▶ WHAT YOU SHOULD DO
What is needed here is a verbatim copy of the records that follow.

Saved entries:
# # # # # # #
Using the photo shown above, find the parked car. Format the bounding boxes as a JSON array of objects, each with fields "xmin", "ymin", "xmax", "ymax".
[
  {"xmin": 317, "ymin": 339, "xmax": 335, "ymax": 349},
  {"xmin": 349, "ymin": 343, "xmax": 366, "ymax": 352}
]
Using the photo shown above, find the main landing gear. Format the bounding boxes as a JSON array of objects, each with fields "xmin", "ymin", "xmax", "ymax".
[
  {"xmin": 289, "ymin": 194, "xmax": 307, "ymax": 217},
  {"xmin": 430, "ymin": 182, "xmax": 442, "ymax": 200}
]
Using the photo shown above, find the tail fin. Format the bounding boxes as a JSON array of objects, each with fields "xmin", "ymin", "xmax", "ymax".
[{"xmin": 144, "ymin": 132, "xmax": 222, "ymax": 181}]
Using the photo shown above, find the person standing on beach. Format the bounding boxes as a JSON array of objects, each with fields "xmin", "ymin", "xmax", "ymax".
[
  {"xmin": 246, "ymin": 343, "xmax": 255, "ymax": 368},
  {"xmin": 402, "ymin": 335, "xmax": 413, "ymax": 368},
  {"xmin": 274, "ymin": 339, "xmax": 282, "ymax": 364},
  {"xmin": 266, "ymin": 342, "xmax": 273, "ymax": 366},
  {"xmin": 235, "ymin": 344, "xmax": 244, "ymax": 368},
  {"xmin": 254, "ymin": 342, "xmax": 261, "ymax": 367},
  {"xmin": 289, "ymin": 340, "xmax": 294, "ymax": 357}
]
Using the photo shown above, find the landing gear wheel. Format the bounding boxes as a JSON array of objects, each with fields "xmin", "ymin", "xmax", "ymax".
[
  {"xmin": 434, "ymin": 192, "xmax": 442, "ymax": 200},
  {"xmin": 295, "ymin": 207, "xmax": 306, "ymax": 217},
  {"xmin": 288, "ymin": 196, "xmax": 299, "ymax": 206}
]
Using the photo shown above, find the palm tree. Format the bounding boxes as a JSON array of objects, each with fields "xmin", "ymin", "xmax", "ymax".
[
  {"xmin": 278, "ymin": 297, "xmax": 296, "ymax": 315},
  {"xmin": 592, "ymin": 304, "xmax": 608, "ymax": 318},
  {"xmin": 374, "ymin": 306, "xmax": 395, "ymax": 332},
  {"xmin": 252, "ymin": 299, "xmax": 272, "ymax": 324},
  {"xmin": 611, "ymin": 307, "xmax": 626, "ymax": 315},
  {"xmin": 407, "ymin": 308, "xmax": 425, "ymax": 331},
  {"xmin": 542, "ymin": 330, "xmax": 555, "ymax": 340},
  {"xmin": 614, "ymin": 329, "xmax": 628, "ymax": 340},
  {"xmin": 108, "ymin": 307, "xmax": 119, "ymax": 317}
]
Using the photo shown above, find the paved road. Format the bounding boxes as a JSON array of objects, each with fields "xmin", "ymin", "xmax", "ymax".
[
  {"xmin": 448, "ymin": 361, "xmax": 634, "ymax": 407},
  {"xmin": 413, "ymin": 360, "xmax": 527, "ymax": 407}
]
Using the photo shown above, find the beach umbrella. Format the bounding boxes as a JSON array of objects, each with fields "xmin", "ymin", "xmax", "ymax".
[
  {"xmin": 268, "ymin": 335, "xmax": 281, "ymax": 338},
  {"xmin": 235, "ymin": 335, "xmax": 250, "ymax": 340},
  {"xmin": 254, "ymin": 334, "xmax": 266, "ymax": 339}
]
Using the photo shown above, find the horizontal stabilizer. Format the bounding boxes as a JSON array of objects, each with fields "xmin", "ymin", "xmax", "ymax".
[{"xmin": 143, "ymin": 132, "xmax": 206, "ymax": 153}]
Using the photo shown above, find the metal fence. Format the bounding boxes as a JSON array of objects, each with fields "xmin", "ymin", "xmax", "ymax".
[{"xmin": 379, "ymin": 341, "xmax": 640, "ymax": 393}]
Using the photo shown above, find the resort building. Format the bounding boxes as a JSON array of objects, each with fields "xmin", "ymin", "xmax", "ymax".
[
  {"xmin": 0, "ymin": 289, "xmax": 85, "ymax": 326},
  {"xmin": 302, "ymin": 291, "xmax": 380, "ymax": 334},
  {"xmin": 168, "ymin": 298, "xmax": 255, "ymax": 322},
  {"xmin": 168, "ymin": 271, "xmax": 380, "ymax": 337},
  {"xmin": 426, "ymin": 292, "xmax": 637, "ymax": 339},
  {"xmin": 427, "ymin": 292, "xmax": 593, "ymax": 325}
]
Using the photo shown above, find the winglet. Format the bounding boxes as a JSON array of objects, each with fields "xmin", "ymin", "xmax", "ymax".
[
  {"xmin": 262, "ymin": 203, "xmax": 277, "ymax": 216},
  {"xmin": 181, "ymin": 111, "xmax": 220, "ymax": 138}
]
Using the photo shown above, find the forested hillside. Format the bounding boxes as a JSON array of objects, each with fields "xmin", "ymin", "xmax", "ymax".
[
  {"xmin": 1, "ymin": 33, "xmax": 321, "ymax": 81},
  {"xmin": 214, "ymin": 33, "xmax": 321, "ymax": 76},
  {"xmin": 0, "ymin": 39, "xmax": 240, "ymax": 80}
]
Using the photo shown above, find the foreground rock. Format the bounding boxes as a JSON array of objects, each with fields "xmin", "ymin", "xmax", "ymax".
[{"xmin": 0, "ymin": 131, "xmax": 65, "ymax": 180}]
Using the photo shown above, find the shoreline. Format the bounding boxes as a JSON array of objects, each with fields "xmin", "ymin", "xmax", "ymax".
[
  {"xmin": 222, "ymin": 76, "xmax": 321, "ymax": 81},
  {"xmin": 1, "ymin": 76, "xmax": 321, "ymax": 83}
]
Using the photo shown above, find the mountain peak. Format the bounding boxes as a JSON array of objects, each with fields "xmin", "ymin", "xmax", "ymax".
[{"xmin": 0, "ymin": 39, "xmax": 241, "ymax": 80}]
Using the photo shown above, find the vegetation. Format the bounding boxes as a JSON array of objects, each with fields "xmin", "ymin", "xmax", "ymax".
# # # # # # #
▶ SOLUTION TO THIS EXERCISE
Using the photo shown above, find the parked car. Format the bounding boxes as a JSON array of objects, each with fields "xmin", "ymin", "xmax", "ymax".
[
  {"xmin": 317, "ymin": 339, "xmax": 335, "ymax": 349},
  {"xmin": 349, "ymin": 343, "xmax": 366, "ymax": 352}
]
Using the photo shown above, find the main landing gear. Format the bounding boxes as a JSON array of objects, each with fields "xmin", "ymin", "xmax", "ymax".
[
  {"xmin": 289, "ymin": 194, "xmax": 307, "ymax": 217},
  {"xmin": 430, "ymin": 182, "xmax": 442, "ymax": 200}
]
Using the photo shown above, find the tail fin. Format the bounding boxes as a JSON array of objects, each with fields "xmin", "ymin", "xmax", "ymax".
[{"xmin": 144, "ymin": 132, "xmax": 222, "ymax": 181}]
Using the photo shown above, find the person standing on beach. Format the bounding boxes as a JSON array of objects, each with fields "xmin", "ymin", "xmax", "ymax".
[
  {"xmin": 246, "ymin": 343, "xmax": 255, "ymax": 368},
  {"xmin": 402, "ymin": 335, "xmax": 413, "ymax": 368},
  {"xmin": 274, "ymin": 339, "xmax": 282, "ymax": 364},
  {"xmin": 266, "ymin": 342, "xmax": 273, "ymax": 366},
  {"xmin": 235, "ymin": 344, "xmax": 244, "ymax": 368},
  {"xmin": 254, "ymin": 342, "xmax": 261, "ymax": 367},
  {"xmin": 289, "ymin": 340, "xmax": 294, "ymax": 357}
]
Using the photo shown above, find the landing gear wheel. Format the bounding boxes as a JSON array of objects, each with fields "xmin", "ymin", "xmax", "ymax".
[
  {"xmin": 434, "ymin": 192, "xmax": 442, "ymax": 200},
  {"xmin": 295, "ymin": 207, "xmax": 306, "ymax": 217},
  {"xmin": 288, "ymin": 196, "xmax": 299, "ymax": 206}
]
Using the photo shown above, find the palm tree. Format the bounding boxes as a JSON array of objects, each with fields "xmin", "ymin", "xmax", "ymax".
[
  {"xmin": 278, "ymin": 297, "xmax": 296, "ymax": 315},
  {"xmin": 592, "ymin": 304, "xmax": 608, "ymax": 318},
  {"xmin": 374, "ymin": 306, "xmax": 395, "ymax": 332},
  {"xmin": 252, "ymin": 299, "xmax": 272, "ymax": 324},
  {"xmin": 611, "ymin": 307, "xmax": 626, "ymax": 315},
  {"xmin": 407, "ymin": 308, "xmax": 425, "ymax": 331},
  {"xmin": 542, "ymin": 330, "xmax": 555, "ymax": 340},
  {"xmin": 614, "ymin": 329, "xmax": 628, "ymax": 340},
  {"xmin": 108, "ymin": 307, "xmax": 119, "ymax": 317}
]
Using the photo shown above, find the paved road. Format the bounding boxes as a JSON array of objects, each with fields "xmin", "ymin", "xmax", "ymax".
[
  {"xmin": 448, "ymin": 361, "xmax": 634, "ymax": 407},
  {"xmin": 413, "ymin": 360, "xmax": 527, "ymax": 407}
]
Using the photo shown above, find the beach umbrella. Format the bounding boxes as a JSON array of objects, each with fields "xmin", "ymin", "xmax", "ymax".
[
  {"xmin": 268, "ymin": 335, "xmax": 281, "ymax": 338},
  {"xmin": 235, "ymin": 335, "xmax": 250, "ymax": 340},
  {"xmin": 254, "ymin": 334, "xmax": 266, "ymax": 339}
]
Using the photo shown above, find the horizontal stabilizer. Format the bounding boxes as a JSON array of objects, each with fields "xmin", "ymin", "xmax", "ymax".
[{"xmin": 143, "ymin": 132, "xmax": 206, "ymax": 153}]
Using the photo shown above, find the metal fence. Format the bounding boxes as a JSON array of objects, each with fields "xmin", "ymin", "xmax", "ymax".
[{"xmin": 379, "ymin": 341, "xmax": 640, "ymax": 393}]
Using the photo shown above, find the resort building. Format the bounding boxes as a JSON array of objects, each with fields "xmin", "ymin", "xmax", "ymax".
[
  {"xmin": 0, "ymin": 289, "xmax": 85, "ymax": 326},
  {"xmin": 302, "ymin": 291, "xmax": 380, "ymax": 334},
  {"xmin": 168, "ymin": 298, "xmax": 255, "ymax": 322},
  {"xmin": 168, "ymin": 271, "xmax": 380, "ymax": 337},
  {"xmin": 426, "ymin": 292, "xmax": 637, "ymax": 339},
  {"xmin": 427, "ymin": 292, "xmax": 593, "ymax": 325}
]
Using the photo shown above, find the winglet. Format the bounding boxes as a JSON array of objects, each with fields "xmin", "ymin", "xmax", "ymax".
[
  {"xmin": 262, "ymin": 203, "xmax": 277, "ymax": 216},
  {"xmin": 181, "ymin": 111, "xmax": 220, "ymax": 138}
]
Using the photo shown above, find the forested hillside. Format the bounding boxes as a JSON array of objects, each with fields "xmin", "ymin", "xmax", "ymax".
[
  {"xmin": 1, "ymin": 33, "xmax": 321, "ymax": 81},
  {"xmin": 214, "ymin": 33, "xmax": 321, "ymax": 76},
  {"xmin": 0, "ymin": 39, "xmax": 240, "ymax": 80}
]
Using the photo shown above, find the foreground rock. Format the bounding boxes as a JSON array of objects, each with fields "xmin", "ymin", "xmax", "ymax".
[{"xmin": 0, "ymin": 131, "xmax": 65, "ymax": 180}]
Using the photo shown above, find the shoreline. Format the bounding boxes as a JSON array of objects, each with fields "xmin", "ymin", "xmax", "ymax".
[
  {"xmin": 222, "ymin": 76, "xmax": 321, "ymax": 81},
  {"xmin": 1, "ymin": 76, "xmax": 321, "ymax": 83}
]
Using the photo shown above, find the mountain peak. Format the bounding boxes as a JSON array of objects, each with fields "xmin", "ymin", "xmax", "ymax".
[{"xmin": 0, "ymin": 39, "xmax": 241, "ymax": 80}]
Using the photo shown above, find the vegetation. Format the bounding boxes as a JSON array of objects, each with fields "xmin", "ymin", "xmax", "ymax".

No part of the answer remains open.